• [EXERCISE]
If a line in the data below holds the word "metal", include it in the count. Give only the final number.

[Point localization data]
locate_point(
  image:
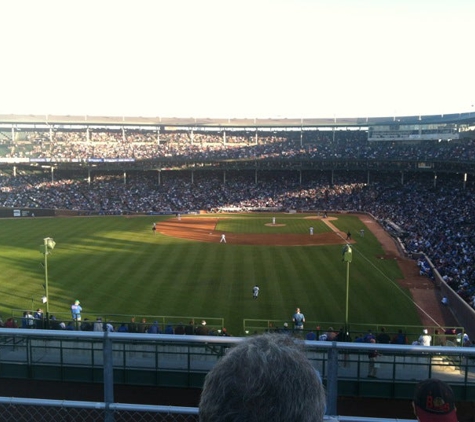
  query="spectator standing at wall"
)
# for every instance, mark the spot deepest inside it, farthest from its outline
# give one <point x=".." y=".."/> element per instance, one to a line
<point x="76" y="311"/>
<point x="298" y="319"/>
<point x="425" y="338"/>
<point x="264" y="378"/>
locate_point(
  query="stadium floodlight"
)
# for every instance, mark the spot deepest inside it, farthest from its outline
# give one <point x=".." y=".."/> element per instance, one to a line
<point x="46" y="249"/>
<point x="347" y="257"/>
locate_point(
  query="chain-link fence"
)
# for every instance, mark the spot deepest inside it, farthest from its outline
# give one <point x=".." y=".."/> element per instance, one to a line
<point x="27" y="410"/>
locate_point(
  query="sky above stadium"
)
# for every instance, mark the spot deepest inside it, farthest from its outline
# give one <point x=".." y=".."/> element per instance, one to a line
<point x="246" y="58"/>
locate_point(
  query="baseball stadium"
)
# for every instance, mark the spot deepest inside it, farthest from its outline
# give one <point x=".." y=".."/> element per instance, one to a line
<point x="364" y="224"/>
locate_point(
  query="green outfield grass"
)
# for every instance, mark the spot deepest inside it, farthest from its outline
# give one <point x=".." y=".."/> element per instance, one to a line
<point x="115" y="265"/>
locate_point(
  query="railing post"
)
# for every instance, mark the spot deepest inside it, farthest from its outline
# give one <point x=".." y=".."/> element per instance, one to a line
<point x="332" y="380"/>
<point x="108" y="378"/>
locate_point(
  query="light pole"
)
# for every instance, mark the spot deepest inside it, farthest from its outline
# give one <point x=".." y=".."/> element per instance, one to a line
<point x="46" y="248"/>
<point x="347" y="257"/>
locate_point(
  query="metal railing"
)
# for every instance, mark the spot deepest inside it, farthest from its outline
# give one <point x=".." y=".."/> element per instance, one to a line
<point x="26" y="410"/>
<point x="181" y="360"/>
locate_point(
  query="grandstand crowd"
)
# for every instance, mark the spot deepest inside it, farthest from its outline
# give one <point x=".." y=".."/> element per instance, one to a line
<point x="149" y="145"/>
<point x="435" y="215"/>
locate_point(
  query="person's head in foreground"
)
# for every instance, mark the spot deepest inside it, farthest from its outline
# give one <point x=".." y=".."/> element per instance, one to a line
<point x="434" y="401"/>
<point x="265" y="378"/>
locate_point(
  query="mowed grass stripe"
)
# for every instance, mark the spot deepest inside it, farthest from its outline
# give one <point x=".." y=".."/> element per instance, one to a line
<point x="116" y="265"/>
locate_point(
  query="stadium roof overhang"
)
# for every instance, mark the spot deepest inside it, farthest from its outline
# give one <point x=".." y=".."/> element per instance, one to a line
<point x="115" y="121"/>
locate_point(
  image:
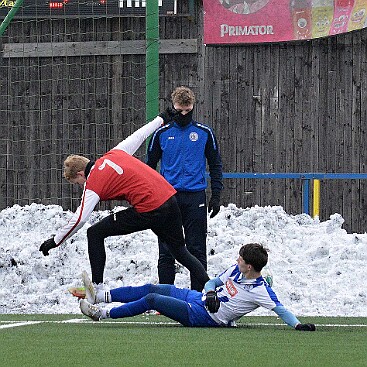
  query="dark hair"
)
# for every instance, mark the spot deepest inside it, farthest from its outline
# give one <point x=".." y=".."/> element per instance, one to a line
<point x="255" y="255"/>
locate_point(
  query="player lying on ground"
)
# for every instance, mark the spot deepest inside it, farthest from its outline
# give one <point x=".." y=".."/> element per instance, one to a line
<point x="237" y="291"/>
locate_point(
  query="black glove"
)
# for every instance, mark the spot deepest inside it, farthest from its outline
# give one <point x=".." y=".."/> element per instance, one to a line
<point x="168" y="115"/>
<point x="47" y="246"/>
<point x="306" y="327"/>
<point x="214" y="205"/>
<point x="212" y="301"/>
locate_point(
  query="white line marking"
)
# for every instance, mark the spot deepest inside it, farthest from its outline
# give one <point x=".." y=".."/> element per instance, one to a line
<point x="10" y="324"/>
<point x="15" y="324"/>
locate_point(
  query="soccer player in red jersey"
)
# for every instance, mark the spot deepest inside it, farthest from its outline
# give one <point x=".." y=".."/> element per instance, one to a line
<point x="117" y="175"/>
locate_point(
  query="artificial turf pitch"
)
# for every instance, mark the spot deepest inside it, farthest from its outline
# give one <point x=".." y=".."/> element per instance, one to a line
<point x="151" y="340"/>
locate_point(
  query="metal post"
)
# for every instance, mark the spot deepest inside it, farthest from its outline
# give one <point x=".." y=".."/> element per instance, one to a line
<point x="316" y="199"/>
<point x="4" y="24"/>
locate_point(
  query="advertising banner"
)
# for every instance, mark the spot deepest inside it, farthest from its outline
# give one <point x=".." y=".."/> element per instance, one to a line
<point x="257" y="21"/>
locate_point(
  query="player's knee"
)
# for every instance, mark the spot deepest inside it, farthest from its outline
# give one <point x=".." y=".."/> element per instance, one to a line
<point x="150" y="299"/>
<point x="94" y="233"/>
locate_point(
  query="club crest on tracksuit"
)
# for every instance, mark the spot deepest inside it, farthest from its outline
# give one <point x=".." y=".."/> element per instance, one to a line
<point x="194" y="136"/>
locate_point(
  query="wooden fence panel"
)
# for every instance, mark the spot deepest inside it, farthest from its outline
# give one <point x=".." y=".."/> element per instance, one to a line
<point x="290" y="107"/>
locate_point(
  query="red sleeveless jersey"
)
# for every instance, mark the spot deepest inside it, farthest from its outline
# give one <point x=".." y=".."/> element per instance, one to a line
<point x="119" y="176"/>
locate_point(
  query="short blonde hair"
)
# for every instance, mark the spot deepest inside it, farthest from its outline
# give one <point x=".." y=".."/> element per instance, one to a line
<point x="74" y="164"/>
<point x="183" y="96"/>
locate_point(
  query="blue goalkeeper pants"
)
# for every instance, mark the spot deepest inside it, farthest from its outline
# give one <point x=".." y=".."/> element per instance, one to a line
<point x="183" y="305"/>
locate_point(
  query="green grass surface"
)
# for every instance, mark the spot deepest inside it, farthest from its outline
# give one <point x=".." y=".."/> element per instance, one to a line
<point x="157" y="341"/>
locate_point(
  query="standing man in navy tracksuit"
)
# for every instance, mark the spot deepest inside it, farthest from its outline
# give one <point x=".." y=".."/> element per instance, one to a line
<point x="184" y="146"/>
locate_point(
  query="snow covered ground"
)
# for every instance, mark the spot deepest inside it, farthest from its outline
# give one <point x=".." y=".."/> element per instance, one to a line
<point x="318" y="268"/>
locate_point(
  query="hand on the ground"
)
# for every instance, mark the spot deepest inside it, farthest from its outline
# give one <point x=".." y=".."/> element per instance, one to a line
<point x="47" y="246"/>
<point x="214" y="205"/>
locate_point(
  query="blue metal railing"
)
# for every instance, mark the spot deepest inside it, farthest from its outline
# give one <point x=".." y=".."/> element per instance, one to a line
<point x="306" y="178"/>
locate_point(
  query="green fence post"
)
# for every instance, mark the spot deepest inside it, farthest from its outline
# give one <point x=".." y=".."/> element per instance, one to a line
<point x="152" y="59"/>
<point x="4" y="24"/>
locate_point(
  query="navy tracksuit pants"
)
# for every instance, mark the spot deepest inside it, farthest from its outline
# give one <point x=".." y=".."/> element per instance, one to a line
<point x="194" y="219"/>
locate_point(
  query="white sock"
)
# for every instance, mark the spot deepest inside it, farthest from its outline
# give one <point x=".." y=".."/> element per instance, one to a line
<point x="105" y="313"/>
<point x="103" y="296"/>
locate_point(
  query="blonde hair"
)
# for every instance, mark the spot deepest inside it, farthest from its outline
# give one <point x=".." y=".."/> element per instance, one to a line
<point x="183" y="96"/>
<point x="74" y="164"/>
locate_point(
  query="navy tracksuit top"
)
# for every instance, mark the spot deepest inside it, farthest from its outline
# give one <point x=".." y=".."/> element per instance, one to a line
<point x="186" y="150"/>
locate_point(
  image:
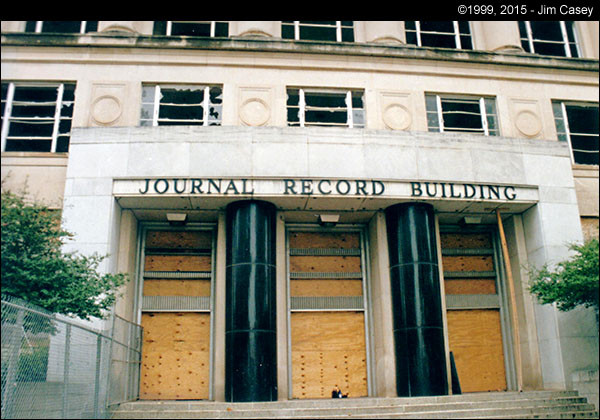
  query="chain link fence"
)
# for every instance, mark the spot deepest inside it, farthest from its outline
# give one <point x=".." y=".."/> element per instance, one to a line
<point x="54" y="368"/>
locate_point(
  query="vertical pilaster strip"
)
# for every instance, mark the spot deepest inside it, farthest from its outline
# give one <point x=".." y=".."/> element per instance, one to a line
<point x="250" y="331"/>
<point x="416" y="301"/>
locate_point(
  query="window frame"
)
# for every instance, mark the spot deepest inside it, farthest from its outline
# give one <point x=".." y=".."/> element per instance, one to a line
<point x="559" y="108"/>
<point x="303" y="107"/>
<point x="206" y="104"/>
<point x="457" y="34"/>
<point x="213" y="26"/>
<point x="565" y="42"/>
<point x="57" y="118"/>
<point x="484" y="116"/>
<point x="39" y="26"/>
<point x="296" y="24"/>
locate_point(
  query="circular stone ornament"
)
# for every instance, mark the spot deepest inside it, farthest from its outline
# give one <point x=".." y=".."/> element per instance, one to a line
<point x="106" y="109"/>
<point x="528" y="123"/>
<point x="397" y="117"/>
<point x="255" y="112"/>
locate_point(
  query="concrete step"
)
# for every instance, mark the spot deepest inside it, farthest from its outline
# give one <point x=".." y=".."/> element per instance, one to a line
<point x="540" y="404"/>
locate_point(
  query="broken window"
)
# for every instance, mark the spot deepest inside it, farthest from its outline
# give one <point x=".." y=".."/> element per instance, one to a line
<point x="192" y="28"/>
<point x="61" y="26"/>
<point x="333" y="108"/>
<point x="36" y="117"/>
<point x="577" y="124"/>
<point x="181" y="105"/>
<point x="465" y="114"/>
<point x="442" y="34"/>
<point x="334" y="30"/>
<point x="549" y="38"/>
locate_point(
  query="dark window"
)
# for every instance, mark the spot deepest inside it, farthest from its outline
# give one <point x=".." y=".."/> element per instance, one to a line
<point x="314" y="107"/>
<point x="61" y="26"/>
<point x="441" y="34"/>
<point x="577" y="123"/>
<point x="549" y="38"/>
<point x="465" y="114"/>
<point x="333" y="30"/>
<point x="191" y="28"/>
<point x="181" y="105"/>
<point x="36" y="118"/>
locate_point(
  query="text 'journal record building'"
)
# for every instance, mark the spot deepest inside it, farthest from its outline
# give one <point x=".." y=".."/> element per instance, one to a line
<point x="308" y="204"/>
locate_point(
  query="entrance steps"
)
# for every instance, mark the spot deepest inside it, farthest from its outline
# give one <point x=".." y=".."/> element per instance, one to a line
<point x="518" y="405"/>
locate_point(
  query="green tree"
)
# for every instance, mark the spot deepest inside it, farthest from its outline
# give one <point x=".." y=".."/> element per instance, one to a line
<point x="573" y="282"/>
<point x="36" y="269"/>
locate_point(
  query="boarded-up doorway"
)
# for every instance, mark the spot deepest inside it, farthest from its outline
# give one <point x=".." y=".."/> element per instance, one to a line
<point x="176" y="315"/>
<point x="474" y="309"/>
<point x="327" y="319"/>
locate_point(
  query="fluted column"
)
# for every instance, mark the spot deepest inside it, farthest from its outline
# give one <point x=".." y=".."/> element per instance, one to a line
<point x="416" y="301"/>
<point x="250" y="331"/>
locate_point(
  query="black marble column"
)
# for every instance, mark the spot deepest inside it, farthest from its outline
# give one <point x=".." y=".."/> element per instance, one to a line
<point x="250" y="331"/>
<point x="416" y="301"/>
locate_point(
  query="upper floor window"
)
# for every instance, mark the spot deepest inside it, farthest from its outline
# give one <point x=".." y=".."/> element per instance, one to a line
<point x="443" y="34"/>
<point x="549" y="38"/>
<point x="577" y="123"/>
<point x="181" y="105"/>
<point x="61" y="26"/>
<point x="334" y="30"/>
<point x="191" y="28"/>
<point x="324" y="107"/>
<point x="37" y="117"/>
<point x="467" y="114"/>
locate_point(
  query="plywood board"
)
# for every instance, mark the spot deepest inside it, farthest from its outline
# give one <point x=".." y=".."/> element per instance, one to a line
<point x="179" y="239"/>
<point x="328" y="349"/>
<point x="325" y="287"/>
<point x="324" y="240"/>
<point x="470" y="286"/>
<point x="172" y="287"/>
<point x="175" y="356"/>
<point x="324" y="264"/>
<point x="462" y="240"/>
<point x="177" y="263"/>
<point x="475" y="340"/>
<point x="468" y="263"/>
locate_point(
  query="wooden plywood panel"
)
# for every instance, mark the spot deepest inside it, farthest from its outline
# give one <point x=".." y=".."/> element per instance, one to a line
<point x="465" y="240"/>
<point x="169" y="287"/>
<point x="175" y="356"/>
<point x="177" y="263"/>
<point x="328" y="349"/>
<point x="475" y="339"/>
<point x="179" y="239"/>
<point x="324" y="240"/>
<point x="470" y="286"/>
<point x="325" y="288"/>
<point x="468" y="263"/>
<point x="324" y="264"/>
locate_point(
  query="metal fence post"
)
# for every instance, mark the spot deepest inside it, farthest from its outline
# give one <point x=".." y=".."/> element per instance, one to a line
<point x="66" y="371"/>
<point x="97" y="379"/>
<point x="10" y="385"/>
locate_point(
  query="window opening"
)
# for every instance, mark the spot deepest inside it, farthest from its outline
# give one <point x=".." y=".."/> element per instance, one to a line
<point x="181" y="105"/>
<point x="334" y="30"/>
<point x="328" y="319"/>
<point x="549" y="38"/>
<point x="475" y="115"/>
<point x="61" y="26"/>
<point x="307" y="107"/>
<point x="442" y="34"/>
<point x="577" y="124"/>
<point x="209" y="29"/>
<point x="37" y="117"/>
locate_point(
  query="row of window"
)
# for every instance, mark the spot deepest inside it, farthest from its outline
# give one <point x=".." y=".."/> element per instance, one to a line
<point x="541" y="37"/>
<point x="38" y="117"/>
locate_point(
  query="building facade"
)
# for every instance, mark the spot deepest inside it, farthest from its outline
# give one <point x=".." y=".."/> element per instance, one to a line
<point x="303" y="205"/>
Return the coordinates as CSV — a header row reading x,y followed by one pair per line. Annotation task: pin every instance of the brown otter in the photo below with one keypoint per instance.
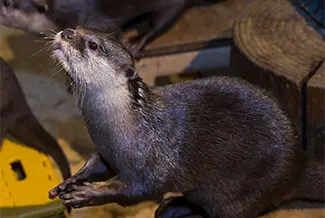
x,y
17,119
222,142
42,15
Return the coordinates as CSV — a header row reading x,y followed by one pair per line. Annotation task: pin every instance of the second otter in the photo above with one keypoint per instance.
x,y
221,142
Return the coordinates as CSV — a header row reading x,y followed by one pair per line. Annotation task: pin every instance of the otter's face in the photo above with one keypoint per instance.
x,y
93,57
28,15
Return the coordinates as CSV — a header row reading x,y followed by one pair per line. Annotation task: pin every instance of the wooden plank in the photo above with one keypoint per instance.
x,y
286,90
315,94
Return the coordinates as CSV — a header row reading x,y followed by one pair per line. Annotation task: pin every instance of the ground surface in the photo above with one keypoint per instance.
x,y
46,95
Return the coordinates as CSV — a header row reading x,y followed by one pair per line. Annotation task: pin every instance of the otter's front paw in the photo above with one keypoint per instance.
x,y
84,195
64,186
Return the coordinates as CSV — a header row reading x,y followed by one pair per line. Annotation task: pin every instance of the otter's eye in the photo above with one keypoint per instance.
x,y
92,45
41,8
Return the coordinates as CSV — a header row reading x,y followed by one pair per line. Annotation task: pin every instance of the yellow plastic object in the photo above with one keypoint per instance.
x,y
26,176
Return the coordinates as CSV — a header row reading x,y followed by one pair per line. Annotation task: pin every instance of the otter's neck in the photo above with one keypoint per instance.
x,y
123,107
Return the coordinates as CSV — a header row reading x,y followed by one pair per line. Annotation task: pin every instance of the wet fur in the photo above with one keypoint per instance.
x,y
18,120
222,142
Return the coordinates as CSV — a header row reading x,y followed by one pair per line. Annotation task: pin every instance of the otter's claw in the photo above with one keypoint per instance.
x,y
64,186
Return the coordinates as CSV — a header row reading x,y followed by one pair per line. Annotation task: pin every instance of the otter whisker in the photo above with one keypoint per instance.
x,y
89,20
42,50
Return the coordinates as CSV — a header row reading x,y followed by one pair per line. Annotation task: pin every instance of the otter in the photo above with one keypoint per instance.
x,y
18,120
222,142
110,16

• [RESULT OF THIS TASK]
4